Iryna Romanivna Mudra (; born ) is a Ukrainian lawyer and banker who has been serving as one of the several Deputy Ministers of Justice under Prime Minister Denys Shmyhal since 27 May 2022. A graduate of the University of Lviv, she was a lawyer at the State Savings Bank of Ukraine before she began working for the state.

In the international arena, she is known for publicly promoting the development of a mechanism for sanctions and reparations against the Russian Federation for the war against Ukraine.

Early life and education 
Iryna Mudra was born on July 26, 1975 in Drohobych, Lviv region.

 In 1998 she graduated from Ivan Franko Pedagogical Institute at the Faculty of Foreign Languages with honors.
 From 2002 — 2006 she studied on Faculty of Law of Ivan Franko Lviv National University.
 In 2017 Iryna completed a particular course for lawyers in Legal English at the University of Cambridge.
 In 2017 — 2018 Mudra completed an MBA course at the Kyiv School of Economics.
 2019 — 2020 — internship at the International Compliance Association (London). Certificate "Corporate management, risks, and compliance."

Career 
 2006 – 2008 — head of the department of credit and investment activities of the legal department of Transbank.
 2008 - 2013 — Swedbank.
 2013 – 2015 — head of the legal department of risk management of Pravex Bank.
 2015 - 2022 head of the legal team of the Oschadbank.

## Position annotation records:

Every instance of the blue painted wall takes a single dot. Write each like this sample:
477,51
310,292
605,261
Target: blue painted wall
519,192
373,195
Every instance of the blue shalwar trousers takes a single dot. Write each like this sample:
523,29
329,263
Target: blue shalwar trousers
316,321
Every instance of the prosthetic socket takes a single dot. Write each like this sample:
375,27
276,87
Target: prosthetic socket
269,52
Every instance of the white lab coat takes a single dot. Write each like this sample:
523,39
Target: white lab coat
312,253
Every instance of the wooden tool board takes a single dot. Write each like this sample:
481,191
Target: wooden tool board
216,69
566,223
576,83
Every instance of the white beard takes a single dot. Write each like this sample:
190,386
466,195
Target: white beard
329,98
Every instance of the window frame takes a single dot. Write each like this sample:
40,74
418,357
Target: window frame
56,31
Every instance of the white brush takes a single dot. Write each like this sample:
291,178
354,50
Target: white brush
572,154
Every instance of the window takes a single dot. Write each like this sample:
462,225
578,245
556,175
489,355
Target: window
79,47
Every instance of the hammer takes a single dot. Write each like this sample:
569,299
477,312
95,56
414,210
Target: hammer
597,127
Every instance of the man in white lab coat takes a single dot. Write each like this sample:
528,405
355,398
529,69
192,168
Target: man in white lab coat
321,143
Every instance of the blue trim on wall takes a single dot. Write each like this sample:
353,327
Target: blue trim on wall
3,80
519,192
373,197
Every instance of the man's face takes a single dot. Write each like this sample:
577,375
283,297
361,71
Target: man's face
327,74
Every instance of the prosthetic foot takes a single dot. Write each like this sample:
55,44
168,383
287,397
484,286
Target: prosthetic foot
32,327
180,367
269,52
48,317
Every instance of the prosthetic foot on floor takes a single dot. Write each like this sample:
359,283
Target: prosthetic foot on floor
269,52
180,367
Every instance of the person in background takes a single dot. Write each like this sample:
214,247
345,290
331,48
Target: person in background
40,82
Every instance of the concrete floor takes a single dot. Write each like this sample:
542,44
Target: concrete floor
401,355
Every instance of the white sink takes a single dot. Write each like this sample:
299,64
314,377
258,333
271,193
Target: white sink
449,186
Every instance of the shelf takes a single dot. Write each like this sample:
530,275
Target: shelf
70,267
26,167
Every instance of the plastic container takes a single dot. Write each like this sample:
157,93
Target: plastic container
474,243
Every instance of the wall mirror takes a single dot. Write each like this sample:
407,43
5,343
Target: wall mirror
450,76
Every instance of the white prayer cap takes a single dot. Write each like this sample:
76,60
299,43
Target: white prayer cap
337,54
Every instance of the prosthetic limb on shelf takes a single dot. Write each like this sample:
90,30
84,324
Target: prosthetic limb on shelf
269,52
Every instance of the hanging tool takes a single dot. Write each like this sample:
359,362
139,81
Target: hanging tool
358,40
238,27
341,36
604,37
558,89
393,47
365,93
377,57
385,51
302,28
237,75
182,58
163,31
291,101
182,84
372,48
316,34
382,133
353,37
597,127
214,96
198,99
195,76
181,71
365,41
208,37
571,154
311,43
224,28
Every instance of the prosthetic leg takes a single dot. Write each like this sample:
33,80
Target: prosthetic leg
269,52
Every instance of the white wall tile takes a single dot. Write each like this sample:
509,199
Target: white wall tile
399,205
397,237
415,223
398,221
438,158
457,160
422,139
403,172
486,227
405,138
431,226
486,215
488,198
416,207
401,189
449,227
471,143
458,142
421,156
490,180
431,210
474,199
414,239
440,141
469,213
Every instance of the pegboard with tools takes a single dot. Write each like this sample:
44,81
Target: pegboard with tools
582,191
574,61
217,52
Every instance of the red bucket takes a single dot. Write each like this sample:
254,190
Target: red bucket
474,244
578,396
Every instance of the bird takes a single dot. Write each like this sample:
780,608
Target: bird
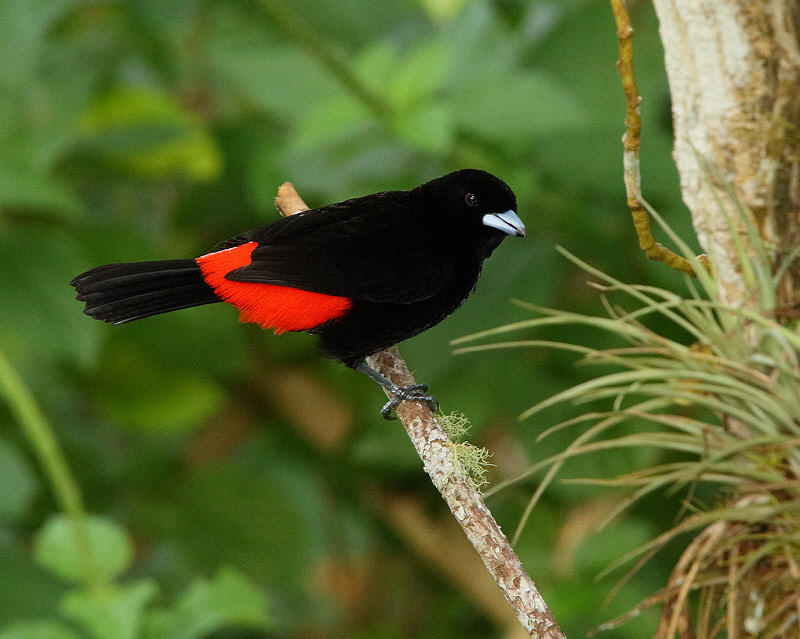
362,274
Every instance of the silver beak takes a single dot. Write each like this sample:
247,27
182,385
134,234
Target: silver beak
507,222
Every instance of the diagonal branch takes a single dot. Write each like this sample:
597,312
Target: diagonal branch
632,142
464,500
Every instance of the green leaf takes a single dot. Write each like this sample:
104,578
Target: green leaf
151,395
443,10
57,547
148,132
421,73
38,629
515,108
229,599
430,129
116,612
18,485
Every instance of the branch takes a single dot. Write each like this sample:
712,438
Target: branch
632,142
464,500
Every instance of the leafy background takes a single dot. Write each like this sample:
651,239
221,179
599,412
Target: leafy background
240,486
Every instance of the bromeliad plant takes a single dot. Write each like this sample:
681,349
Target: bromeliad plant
729,401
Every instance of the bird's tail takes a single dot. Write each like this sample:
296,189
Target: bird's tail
120,293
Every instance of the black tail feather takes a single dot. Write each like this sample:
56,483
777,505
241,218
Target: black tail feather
120,293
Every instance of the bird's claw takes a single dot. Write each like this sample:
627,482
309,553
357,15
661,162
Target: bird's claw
415,393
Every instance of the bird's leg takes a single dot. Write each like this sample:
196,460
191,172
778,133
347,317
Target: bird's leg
413,393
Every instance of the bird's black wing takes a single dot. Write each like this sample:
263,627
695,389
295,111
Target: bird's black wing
371,249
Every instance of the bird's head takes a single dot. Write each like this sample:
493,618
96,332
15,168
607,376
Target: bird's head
474,205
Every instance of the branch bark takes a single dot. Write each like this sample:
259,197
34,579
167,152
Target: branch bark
733,69
464,500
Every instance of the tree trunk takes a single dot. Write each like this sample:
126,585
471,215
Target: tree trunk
734,75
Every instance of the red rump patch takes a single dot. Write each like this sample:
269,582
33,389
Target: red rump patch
280,307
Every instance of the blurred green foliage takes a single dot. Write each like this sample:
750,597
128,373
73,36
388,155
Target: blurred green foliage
226,465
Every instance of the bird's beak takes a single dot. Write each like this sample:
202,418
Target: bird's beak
507,222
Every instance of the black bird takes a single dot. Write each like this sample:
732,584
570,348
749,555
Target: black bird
363,274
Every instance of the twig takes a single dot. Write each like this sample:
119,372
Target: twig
632,142
463,499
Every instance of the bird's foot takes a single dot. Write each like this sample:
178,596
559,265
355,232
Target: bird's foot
415,393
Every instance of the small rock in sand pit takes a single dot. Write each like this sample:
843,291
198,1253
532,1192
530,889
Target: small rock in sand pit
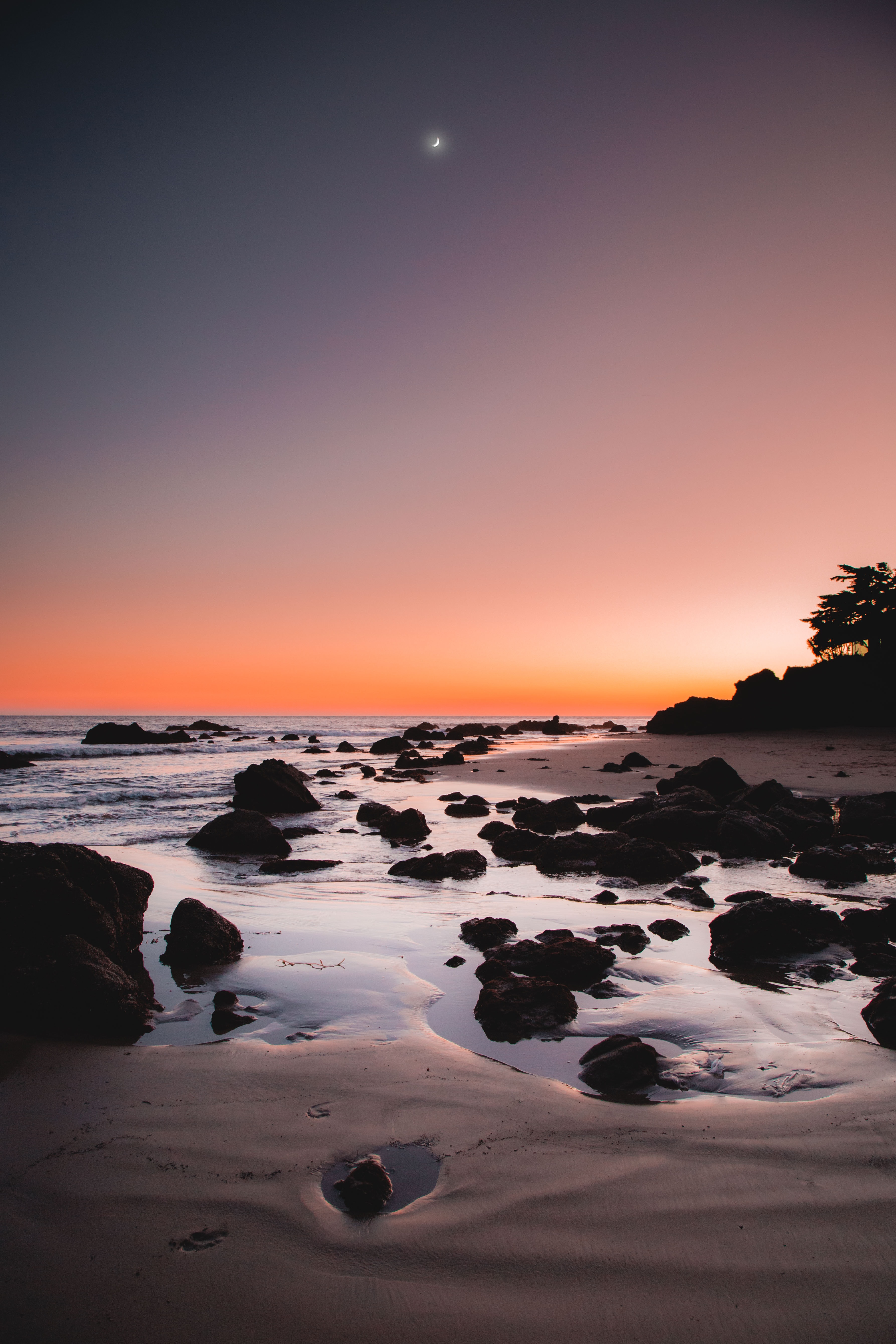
880,1014
201,937
367,1189
620,1064
487,932
670,929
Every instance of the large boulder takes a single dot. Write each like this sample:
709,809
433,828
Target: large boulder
742,835
647,861
769,929
201,937
436,867
487,932
825,865
574,963
512,1010
880,1014
676,826
714,775
621,1064
874,815
130,734
409,824
73,928
273,787
241,831
14,760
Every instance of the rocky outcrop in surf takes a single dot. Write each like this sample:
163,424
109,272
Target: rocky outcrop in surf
73,928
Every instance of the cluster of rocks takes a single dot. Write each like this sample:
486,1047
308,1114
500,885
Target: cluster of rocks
73,928
74,924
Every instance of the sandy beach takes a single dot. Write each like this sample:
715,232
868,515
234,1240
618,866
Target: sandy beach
554,1210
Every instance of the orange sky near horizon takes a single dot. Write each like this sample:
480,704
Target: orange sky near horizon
580,420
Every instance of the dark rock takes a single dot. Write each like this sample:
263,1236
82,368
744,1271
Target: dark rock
880,1014
801,829
273,787
241,831
692,896
201,937
576,854
875,959
225,1021
511,1010
574,963
670,929
518,846
714,775
872,815
492,830
409,824
824,865
647,861
130,734
746,837
367,1189
389,747
14,760
628,937
620,1064
492,971
434,867
299,865
676,826
487,932
769,929
73,927
371,812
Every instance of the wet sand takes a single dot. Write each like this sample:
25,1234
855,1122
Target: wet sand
555,1211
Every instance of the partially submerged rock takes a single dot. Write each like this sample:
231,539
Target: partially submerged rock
241,831
201,937
621,1064
434,867
367,1189
880,1014
574,963
670,929
273,787
769,929
487,932
511,1010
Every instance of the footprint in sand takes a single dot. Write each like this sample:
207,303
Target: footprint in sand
203,1241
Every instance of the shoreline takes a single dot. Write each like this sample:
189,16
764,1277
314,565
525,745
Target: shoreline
551,1213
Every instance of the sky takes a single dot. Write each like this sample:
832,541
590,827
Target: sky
576,413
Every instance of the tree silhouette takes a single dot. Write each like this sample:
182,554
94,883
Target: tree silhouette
863,615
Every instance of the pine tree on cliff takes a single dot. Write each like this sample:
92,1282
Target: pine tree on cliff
862,613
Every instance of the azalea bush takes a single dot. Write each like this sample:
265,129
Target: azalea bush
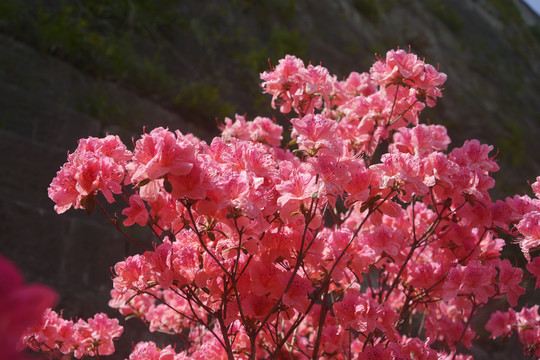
365,237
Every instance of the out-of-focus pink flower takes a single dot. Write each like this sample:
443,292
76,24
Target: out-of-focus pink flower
21,306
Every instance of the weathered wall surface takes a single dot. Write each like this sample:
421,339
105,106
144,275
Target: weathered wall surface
210,53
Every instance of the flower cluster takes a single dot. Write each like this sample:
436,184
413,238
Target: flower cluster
21,306
93,337
525,322
322,249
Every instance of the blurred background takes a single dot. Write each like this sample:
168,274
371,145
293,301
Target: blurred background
73,69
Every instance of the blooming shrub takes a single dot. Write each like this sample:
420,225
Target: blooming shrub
322,249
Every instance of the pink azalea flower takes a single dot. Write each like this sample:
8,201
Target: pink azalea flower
21,307
534,269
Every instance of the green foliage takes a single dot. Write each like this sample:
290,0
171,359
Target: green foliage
368,8
444,10
512,146
510,13
202,100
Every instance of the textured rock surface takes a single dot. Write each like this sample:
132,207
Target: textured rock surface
49,100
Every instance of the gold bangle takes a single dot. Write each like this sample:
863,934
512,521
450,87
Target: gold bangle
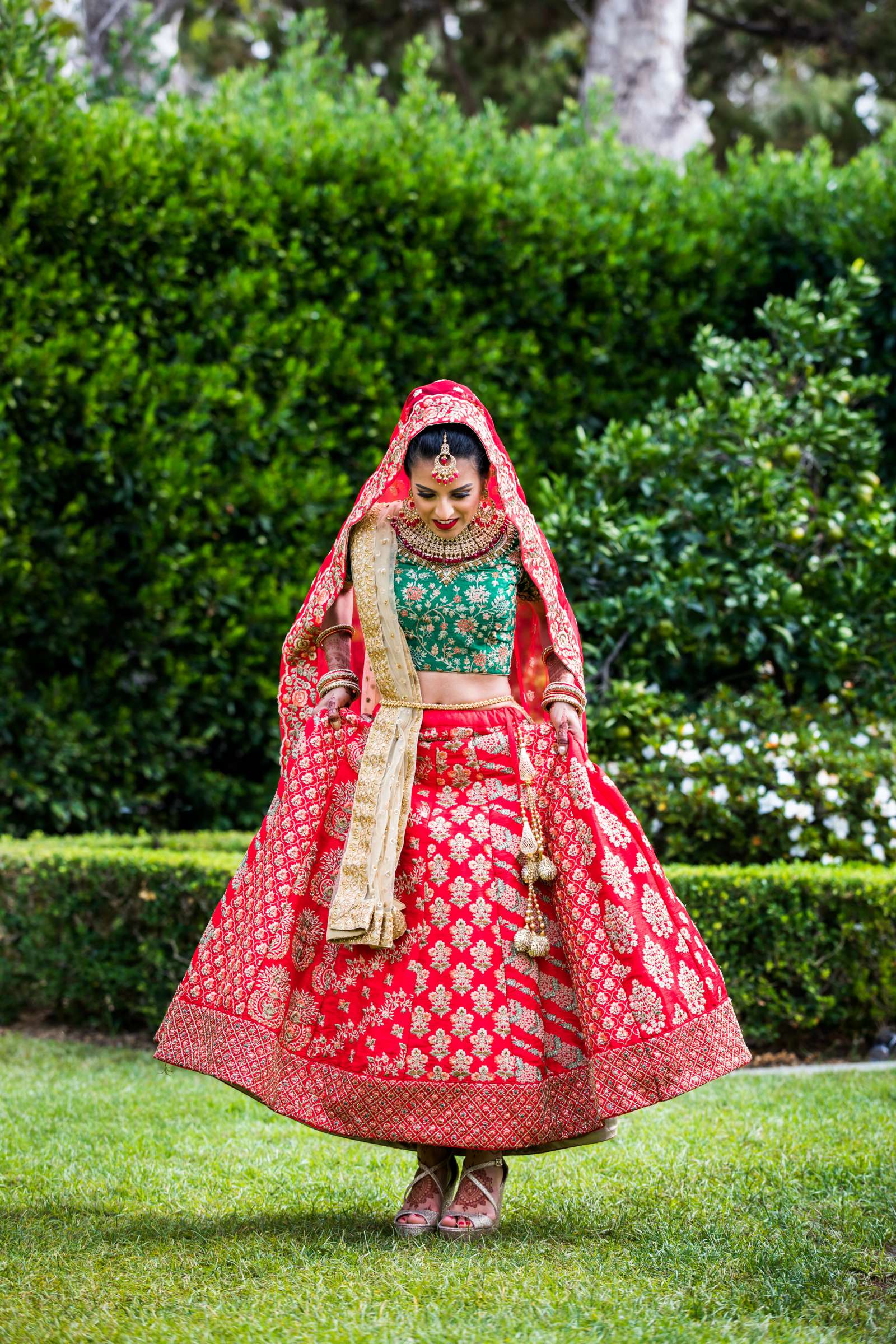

## WRITTEN PROBLEM A:
Return the passage of the biography of Iryna Mudra that begins at the words "In 2017 — 2018" and stops after "department of Transbank.".
## WRITTEN PROBLEM B:
Locate and copy every line of the listing that contains the word "bucket", matching case exactly.
The biography of Iryna Mudra has no connection to the listing.

## WORKED ANSWER A:
In 2017 — 2018 Mudra completed an MBA course at the Kyiv School of Economics.
 2019 — 2020 — internship at the International Compliance Association (London). Certificate "Corporate management, risks, and compliance."

Career 
 2006 – 2008 — head of the department of credit and investment activities of the legal department of Transbank.

## WORKED ANSWER B:
Every instance of the red bucket takes a single dot. Write each like this sample:
Target: red bucket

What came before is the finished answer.